- Task data:
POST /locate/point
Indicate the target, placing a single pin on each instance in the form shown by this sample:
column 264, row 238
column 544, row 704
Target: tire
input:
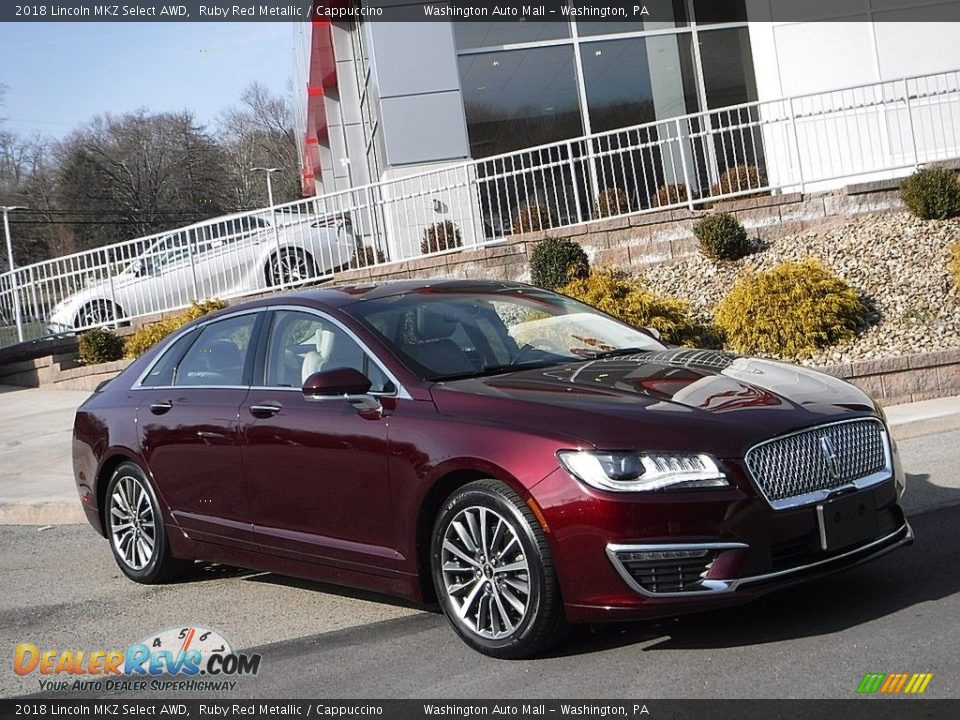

- Exercise objective: Reproduce all the material exactly, omitting images.

- Answer box:
POST /locate/point
Indicate the target, placing a single pin on each instance in the form shown by this sample:
column 264, row 238
column 544, row 704
Target: tire
input:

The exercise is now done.